(Text shown)
== Segment start ==

She may have exchanged Japan for South Korea, but Sue Kinoshita OBE continues to work closely with the British Embassy Tokyo. Particularly when it comes to her former area of expertise: trade and investment.
In August 2015, Kinoshita—deputy head of mission at the British Embassy Seoul and Person of the Year at the British Chamber of Commerce in Japan’s 2014 British Business Awards—took up her post in Seoul. There she also acts as minister-counsellor and director of UK Trade & Investment. And while there are plenty of similarities between her new and her previous duties, some of the differences are stark.
“The day after I arrived, two South Korean soldiers trod on landmines while on patrol in the Demilitarised Zone. And, while all the local staff saw that and the subsequent tensions as quite usual, it felt quite uncomfortable to me and some of the newer members of staff here”, Kinoshita told BCCJ ACUMEN in an interview at the embassy in Seoul.
“In some ways, it is the same as getting acclimatised to the earthquakes in Japan; you do get used to them”, she said. “Although people have admitted to me that, this time, the situation with the North feels different; it feels more tense than ever before”.

== Segment end ==

(Data extract)
== Segment start ==

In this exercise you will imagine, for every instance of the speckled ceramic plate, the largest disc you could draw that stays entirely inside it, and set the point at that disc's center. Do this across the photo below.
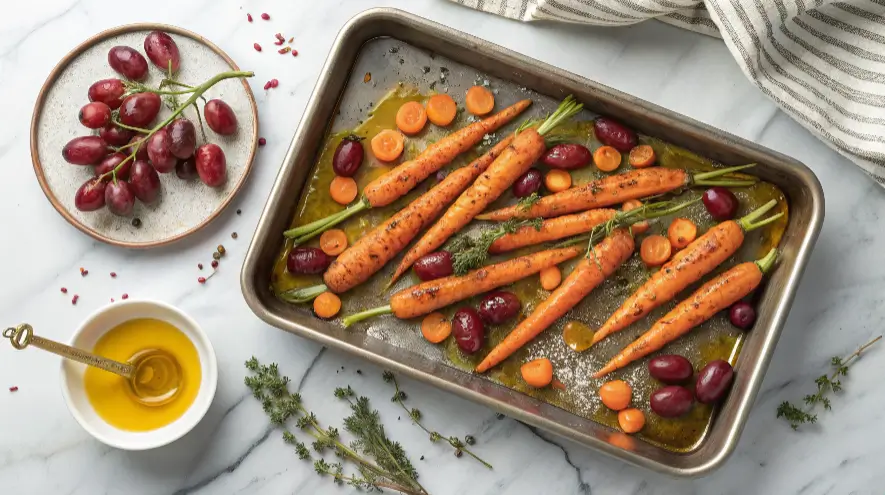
(184, 206)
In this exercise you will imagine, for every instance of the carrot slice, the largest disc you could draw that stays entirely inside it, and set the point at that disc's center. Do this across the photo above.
(639, 227)
(333, 242)
(537, 373)
(682, 232)
(326, 305)
(388, 145)
(441, 110)
(607, 158)
(411, 117)
(655, 250)
(479, 101)
(642, 156)
(436, 327)
(343, 189)
(550, 278)
(557, 180)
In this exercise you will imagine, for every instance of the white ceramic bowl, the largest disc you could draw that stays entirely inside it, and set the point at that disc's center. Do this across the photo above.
(88, 334)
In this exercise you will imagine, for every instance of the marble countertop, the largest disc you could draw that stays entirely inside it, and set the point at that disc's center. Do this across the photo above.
(233, 450)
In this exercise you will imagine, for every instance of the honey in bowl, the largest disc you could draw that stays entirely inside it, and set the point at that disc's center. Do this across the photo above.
(168, 369)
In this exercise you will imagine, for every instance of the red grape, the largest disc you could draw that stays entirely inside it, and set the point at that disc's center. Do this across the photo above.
(144, 181)
(220, 117)
(108, 91)
(160, 153)
(211, 165)
(161, 49)
(119, 197)
(85, 150)
(183, 138)
(95, 115)
(128, 62)
(140, 109)
(110, 162)
(115, 135)
(90, 196)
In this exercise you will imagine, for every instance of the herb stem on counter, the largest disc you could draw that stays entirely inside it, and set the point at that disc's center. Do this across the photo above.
(796, 415)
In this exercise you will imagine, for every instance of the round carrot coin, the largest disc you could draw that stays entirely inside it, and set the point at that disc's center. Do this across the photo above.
(388, 145)
(479, 101)
(655, 250)
(411, 117)
(436, 327)
(333, 242)
(607, 158)
(550, 278)
(641, 156)
(682, 232)
(343, 189)
(557, 180)
(326, 305)
(441, 110)
(537, 373)
(631, 420)
(616, 394)
(638, 227)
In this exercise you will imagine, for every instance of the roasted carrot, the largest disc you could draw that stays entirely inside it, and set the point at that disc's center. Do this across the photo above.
(552, 229)
(591, 271)
(373, 250)
(714, 296)
(616, 189)
(526, 148)
(429, 296)
(685, 268)
(404, 177)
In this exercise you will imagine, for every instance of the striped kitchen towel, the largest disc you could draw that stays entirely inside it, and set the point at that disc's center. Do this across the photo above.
(822, 62)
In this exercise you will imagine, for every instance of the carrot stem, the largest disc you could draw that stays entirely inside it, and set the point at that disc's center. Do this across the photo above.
(311, 230)
(365, 315)
(704, 179)
(303, 294)
(767, 262)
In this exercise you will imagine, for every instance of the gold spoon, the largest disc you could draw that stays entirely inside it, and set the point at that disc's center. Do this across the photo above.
(154, 376)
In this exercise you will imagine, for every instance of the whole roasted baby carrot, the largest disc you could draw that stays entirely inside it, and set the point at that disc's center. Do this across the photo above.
(429, 296)
(591, 271)
(687, 267)
(402, 179)
(526, 148)
(616, 189)
(714, 296)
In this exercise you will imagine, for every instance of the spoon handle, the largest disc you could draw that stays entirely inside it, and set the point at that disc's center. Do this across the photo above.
(23, 336)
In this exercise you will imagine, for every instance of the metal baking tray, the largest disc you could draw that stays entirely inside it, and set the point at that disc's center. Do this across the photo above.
(324, 114)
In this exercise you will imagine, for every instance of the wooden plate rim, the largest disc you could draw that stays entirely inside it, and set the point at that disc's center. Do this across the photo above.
(53, 76)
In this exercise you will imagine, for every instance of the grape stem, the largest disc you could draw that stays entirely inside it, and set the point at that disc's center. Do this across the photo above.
(195, 93)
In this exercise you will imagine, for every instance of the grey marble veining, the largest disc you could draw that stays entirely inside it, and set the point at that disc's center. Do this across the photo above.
(42, 450)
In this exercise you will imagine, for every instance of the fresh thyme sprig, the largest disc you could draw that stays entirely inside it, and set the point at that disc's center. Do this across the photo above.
(796, 415)
(460, 446)
(469, 254)
(381, 462)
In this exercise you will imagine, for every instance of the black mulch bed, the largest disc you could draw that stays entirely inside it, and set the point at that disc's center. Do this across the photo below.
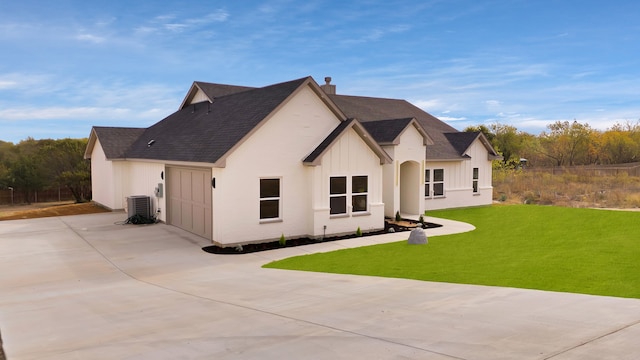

== Segment end ==

(Directions)
1. In the text about Sue Kinoshita, what happened to two South Korean soldiers the day after she arrived?
2. Reproduce the text about Sue Kinoshita from "She may have" to "differences are stark.".

(Expected responses)
1. They trod on landmines while on patrol in the Demilitarised Zone.

2.
She may have exchanged Japan for South Korea, but Sue Kinoshita OBE continues to work closely with the British Embassy Tokyo. Particularly when it comes to her former area of expertise: trade and investment.
In August 2015, Kinoshita—deputy head of mission at the British Embassy Seoul and Person of the Year at the British Chamber of Commerce in Japan’s 2014 British Business Awards—took up her post in Seoul. There she also acts as minister-counsellor and director of UK Trade & Investment. And while there are plenty of similarities between her new and her previous duties, some of the differences are stark.